QUESTIONS:
1. In the article on Gussie Moran, what nickname did the British press give her?
2. From the article on Gussie Moran, return the passage starting at "She lost the" and ending at "Wimbledon in 1982).", copied exactly.

Updated

Gertrude "Gussie" Moran, who shocked the tennis world in 1949 by taking the court at Wimbledon wearing a short skirt and ruffled underwear, is dead at the age of 89.

Moran had recently returned home following a lengthy hospital stay with colon cancer when she died Wednesday in her small apartment in Los Angeles.

As a seventh-seeded 25-year-old at Wimbledon in 1949, Moran stunned the usually starchy All England Club when she showed up for her first match minus the knee-length skirt considered proper attire for women at the time. Her skirt was short enough for her lace-trimmed knickers to be visible during the match, a first for any tournament.

She lost the match, but her eye-popping fashion statement appeared on magazine covers around the world, and the British press dubbed her "Gorgeous Gussie."

Photographers fought for positions where they could get low shots of Moran, with the hope of glimpsing the lace. The event scandalized Wimbledon officials, prompting a debate in Parliament. Moran, who was accused of bringing "vulgarity and sin into tennis" by the committee of the All England Club, later reverted to wearing shorts. Ted Tinling, who had acted as official Wimbledon host for 23 years, was shunned for the 33 years following the incident (he was invited back to Wimbledon in 1982).

Moran was ranked as high as fourth in the United States, reached a doubles final at Wimbledon and landed in the singles semifinals at the U.S. Open, but would always struggle to be known for more than the skirt and the "Gorgeous Gussie" nickname.

RECORDED INFORMATION:
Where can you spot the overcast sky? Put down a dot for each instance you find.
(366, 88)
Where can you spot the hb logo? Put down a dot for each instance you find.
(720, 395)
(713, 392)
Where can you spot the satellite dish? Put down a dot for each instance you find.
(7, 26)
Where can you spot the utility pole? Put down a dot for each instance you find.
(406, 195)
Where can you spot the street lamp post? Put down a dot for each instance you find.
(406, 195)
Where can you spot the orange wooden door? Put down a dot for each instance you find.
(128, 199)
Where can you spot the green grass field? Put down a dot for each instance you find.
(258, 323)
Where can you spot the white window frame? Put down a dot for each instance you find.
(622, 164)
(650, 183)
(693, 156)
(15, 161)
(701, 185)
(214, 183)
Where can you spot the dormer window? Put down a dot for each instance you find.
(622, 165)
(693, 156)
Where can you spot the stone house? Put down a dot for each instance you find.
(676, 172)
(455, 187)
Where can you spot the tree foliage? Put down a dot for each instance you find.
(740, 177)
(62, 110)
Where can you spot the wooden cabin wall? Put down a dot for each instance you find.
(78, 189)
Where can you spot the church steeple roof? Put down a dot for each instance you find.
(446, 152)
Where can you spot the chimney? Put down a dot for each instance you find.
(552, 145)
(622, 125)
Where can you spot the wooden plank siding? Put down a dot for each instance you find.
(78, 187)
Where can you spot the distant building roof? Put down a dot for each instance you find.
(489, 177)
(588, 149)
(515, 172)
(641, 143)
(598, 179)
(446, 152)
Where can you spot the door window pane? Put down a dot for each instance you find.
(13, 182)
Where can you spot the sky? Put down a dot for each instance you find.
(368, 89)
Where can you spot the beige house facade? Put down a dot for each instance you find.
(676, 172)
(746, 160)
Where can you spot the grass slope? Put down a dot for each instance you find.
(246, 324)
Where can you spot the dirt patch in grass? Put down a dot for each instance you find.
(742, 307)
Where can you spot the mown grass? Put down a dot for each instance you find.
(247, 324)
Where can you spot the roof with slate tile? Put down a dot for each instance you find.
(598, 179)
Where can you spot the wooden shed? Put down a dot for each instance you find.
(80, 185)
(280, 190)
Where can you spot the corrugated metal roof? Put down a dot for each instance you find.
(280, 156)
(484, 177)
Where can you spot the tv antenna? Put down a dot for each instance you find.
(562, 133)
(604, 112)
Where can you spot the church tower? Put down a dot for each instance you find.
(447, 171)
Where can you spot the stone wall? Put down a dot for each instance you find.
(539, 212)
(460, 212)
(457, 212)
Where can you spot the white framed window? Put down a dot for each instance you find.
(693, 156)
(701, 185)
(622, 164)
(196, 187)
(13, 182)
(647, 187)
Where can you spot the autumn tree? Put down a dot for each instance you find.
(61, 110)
---
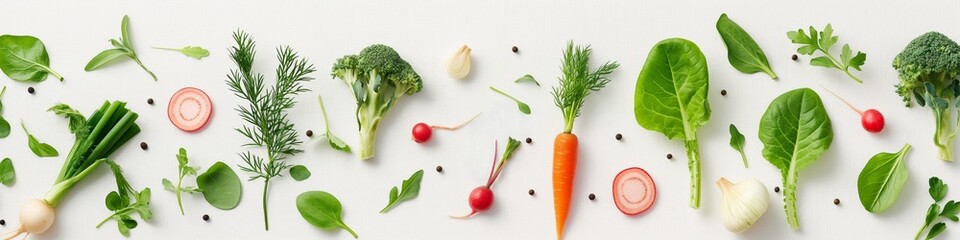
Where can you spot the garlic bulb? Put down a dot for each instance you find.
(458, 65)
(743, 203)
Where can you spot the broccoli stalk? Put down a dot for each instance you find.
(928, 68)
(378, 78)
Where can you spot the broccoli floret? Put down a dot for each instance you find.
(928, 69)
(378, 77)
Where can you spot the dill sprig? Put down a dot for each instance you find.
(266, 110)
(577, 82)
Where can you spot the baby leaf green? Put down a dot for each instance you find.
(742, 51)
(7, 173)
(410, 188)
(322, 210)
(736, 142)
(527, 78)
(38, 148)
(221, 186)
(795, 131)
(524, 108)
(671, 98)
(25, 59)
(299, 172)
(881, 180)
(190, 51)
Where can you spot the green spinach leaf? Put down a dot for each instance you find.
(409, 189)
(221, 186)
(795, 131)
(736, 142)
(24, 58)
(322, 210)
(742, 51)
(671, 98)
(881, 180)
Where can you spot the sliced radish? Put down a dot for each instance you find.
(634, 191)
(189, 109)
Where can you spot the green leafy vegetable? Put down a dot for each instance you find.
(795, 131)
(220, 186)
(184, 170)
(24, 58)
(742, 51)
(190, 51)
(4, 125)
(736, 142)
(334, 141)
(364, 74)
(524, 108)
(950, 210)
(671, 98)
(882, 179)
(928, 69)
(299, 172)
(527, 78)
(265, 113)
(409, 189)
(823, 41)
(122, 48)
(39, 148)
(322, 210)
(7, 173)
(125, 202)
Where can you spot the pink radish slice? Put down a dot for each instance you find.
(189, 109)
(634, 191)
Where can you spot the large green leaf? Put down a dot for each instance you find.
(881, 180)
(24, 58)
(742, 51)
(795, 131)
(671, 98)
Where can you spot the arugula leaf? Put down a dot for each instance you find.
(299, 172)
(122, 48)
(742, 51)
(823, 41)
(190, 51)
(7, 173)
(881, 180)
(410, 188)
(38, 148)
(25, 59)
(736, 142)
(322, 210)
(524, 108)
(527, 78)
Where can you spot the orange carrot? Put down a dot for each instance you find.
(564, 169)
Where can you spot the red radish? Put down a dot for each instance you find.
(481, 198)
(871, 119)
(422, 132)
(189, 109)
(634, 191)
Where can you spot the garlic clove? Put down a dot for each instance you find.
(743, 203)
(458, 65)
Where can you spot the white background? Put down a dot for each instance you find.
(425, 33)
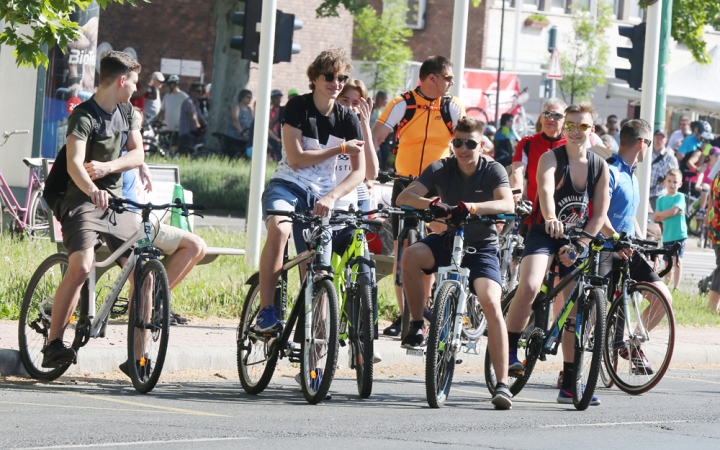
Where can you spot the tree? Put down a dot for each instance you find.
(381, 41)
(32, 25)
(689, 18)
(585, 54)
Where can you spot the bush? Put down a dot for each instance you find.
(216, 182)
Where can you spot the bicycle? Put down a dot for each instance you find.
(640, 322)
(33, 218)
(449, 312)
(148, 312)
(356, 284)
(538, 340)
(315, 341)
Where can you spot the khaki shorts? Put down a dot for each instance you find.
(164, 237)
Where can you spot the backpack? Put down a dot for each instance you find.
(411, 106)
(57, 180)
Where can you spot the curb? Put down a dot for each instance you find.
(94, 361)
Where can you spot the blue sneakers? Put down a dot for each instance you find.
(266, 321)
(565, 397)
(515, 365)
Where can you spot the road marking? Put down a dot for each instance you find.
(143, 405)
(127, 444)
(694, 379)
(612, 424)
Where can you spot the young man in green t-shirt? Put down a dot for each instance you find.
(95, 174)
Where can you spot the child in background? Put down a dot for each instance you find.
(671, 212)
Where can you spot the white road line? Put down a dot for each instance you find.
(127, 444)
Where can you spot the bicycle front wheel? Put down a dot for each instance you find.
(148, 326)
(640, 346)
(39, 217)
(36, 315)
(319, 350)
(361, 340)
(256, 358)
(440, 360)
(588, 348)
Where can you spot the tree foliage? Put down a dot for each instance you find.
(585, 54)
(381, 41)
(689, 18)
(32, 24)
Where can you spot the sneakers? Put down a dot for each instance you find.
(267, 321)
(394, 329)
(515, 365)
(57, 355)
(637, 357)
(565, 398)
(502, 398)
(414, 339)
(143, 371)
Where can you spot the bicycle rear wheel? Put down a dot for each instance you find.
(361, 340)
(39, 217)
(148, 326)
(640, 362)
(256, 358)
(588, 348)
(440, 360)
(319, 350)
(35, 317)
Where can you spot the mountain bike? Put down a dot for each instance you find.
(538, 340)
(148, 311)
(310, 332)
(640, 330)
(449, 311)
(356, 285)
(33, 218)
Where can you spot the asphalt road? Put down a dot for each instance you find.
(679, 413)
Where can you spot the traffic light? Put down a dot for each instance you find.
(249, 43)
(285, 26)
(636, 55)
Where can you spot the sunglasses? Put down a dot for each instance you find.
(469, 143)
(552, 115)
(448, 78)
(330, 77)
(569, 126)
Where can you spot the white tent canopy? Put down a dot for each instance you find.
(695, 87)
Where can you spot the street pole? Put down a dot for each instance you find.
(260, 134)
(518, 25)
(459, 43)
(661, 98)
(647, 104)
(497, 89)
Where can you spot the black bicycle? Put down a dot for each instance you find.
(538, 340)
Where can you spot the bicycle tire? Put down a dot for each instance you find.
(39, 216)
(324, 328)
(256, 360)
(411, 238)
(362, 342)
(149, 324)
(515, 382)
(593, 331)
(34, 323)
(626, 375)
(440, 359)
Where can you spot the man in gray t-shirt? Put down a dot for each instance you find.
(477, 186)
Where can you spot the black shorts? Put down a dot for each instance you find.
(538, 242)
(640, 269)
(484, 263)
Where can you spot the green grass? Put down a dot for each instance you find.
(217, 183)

YOUR RESPONSES:
1. "Gorgeous Gussie."

2.
She lost the match, but her eye-popping fashion statement appeared on magazine covers around the world, and the British press dubbed her "Gorgeous Gussie."

Photographers fought for positions where they could get low shots of Moran, with the hope of glimpsing the lace. The event scandalized Wimbledon officials, prompting a debate in Parliament. Moran, who was accused of bringing "vulgarity and sin into tennis" by the committee of the All England Club, later reverted to wearing shorts. Ted Tinling, who had acted as official Wimbledon host for 23 years, was shunned for the 33 years following the incident (he was invited back to Wimbledon in 1982).